[Tarea a realizar] ¿En cuántas líneas de las entradas que siguen aparece la cadena "long", teniendo en cuenta mayúsculas y minúsculas? Indica solo el número.

[Entradas extraídas]
++++

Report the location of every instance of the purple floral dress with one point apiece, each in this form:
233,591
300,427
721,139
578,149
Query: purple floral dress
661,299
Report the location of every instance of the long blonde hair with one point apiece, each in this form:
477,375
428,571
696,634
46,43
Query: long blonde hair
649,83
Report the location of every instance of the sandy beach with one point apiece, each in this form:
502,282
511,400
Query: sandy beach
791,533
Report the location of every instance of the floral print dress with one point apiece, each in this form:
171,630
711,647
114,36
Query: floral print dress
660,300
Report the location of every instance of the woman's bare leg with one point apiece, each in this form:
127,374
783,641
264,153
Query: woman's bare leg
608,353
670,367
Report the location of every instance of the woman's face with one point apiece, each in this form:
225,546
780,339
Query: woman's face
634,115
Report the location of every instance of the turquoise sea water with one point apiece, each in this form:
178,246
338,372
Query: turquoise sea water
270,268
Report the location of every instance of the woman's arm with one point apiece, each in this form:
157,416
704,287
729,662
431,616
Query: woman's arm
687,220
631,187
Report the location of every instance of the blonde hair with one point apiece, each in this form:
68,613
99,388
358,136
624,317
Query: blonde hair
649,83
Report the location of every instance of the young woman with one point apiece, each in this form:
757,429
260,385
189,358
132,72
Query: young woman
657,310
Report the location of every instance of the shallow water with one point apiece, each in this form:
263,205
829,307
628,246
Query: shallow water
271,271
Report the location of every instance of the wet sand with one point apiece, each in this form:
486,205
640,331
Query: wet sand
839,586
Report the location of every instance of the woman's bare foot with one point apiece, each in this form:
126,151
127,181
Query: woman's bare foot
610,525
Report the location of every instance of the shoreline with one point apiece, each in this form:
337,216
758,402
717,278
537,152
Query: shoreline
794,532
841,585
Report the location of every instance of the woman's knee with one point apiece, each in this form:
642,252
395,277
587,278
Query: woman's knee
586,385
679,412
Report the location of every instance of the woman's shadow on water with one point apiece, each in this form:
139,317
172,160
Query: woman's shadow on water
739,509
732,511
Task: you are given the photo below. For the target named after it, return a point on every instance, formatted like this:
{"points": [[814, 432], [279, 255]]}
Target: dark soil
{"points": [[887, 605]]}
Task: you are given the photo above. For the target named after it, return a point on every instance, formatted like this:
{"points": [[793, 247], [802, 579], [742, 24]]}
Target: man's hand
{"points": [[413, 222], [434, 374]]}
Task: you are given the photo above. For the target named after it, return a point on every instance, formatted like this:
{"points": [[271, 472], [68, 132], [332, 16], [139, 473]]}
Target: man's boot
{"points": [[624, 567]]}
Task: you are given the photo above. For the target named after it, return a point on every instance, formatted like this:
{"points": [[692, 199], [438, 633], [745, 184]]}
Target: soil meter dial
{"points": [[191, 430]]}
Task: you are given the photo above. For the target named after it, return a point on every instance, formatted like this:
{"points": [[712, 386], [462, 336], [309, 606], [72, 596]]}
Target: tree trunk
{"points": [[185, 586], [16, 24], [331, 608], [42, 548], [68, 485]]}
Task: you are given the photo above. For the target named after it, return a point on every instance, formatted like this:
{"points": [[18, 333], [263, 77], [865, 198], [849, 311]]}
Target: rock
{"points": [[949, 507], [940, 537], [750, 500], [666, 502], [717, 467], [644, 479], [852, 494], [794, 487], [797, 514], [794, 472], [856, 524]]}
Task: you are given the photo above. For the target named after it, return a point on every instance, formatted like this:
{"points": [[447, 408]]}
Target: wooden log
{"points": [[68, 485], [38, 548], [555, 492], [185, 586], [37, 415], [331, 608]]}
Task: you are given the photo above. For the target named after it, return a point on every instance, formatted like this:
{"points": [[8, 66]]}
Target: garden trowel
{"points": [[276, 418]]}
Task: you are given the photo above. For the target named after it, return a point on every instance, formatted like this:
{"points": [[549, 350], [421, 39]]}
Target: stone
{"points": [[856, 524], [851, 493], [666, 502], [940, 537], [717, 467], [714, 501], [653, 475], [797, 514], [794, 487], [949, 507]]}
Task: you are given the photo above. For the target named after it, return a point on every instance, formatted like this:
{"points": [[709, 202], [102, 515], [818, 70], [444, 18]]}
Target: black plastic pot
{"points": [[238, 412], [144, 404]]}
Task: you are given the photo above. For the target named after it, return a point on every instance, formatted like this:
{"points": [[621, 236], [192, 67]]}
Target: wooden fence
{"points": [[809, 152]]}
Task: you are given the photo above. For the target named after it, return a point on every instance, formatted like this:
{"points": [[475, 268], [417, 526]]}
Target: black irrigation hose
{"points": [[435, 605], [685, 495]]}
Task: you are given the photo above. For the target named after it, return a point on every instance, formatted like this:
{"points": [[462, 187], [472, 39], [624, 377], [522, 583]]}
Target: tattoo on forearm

++++

[Tarea resuelta] 2